What is being asked
Copy the solar forecast discussion between "And this is" and "to everyone here.", inclusive, substituting "support tickets" for "GitHub issues".

** Start Page text **

This is with this configured for 2 arrays at a 95% efficiency, based on my DC panels size, not inverter size:

And this is Solcast for the same 2 arrays:

I installed it yesterday but the estimates differ vastly from the SolCast ones (that have proven pretty accurate so far). I have no clue why. Settings are the same as for SolCast.

I also noticed that I have several disabled sensors - why?

Hey all, I’m surprised there’s a ton of sudden activity here. I generally prefer if you make GitHub issues over using this forum but I’ll try my best to reply to everyone here.


I installed it yesterday but the estimates differ vastly from the SolCast ones (that have proven pretty accurate so far). I have no clue why. Settings are the same as for SolCast.

Unfortunately without more information I can’t really help you, could you provide me with your solcast config and open-meteo solar config? Also when you say that it differs vastly, is it overestimating or underestimating?

I also noticed that I have several disabled sensors - why?

** End Page text **
** Start Dataset content **

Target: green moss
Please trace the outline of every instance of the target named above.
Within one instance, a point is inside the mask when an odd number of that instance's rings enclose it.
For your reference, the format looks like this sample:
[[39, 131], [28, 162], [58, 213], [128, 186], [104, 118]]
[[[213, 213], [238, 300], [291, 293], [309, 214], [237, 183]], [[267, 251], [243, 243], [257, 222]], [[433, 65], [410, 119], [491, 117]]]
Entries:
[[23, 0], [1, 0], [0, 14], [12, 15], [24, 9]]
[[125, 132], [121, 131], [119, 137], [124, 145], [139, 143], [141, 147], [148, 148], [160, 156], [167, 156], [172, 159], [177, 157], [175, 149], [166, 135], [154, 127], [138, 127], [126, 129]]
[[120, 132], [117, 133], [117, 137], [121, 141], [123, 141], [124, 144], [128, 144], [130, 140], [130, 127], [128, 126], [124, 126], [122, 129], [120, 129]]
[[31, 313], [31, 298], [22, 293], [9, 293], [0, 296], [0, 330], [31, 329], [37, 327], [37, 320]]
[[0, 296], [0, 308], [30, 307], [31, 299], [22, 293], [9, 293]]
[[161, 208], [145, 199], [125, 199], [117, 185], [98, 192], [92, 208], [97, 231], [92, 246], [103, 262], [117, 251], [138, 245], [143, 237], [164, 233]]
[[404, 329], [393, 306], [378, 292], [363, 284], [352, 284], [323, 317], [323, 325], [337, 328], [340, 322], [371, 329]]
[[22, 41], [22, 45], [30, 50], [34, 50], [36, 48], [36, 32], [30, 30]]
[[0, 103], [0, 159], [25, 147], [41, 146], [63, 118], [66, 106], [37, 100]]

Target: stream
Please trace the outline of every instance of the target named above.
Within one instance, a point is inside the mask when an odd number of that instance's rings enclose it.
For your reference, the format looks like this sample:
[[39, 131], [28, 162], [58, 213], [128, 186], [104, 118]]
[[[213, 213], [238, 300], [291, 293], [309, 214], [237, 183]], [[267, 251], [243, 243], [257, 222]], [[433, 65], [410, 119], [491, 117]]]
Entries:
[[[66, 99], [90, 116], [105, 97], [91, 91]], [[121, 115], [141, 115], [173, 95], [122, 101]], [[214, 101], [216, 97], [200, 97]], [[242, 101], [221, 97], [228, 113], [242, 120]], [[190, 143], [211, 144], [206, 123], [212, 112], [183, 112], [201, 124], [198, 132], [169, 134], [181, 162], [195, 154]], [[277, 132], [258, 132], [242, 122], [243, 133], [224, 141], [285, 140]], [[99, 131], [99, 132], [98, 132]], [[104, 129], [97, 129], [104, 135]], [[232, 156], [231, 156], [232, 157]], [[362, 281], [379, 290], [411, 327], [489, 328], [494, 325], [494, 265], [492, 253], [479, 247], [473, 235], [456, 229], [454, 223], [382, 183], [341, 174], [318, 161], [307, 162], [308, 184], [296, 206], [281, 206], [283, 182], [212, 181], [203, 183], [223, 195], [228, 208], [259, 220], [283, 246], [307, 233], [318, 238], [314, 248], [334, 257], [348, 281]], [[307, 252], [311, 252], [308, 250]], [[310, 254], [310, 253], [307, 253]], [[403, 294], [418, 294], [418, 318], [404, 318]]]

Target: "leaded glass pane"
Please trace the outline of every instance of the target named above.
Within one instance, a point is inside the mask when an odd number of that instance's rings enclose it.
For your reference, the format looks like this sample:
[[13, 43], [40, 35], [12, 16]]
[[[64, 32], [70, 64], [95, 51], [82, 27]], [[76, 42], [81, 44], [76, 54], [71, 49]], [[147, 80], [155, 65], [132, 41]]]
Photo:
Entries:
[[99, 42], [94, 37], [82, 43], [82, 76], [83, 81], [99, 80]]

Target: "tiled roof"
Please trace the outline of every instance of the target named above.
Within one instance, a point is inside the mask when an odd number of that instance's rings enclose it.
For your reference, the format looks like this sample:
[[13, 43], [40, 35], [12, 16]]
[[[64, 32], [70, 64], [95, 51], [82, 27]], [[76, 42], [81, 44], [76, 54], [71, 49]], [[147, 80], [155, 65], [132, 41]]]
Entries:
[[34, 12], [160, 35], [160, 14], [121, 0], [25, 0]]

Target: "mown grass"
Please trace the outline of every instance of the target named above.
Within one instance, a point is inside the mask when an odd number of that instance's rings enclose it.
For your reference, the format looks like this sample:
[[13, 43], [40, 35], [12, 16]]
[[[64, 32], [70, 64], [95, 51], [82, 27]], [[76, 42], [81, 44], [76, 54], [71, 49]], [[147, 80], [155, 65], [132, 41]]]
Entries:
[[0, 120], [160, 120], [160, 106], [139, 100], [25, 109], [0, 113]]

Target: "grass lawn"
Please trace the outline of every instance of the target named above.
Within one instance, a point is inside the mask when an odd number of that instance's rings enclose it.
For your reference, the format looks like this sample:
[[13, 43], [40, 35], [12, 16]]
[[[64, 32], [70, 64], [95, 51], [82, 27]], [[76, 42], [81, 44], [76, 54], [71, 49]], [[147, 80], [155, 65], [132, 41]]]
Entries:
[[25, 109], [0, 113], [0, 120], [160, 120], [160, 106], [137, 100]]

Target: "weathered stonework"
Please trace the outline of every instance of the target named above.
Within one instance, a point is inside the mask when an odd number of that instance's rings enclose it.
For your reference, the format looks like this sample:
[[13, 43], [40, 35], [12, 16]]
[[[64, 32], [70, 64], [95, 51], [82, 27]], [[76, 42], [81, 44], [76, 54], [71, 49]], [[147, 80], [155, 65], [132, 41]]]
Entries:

** End Dataset content **

Task response
And this is Solcast for the same 2 arrays:

I installed it yesterday but the estimates differ vastly from the SolCast ones (that have proven pretty accurate so far). I have no clue why. Settings are the same as for SolCast.

I also noticed that I have several disabled sensors - why?

Hey all, I’m surprised there’s a ton of sudden activity here. I generally prefer if you make support tickets over using this forum but I’ll try my best to reply to everyone here.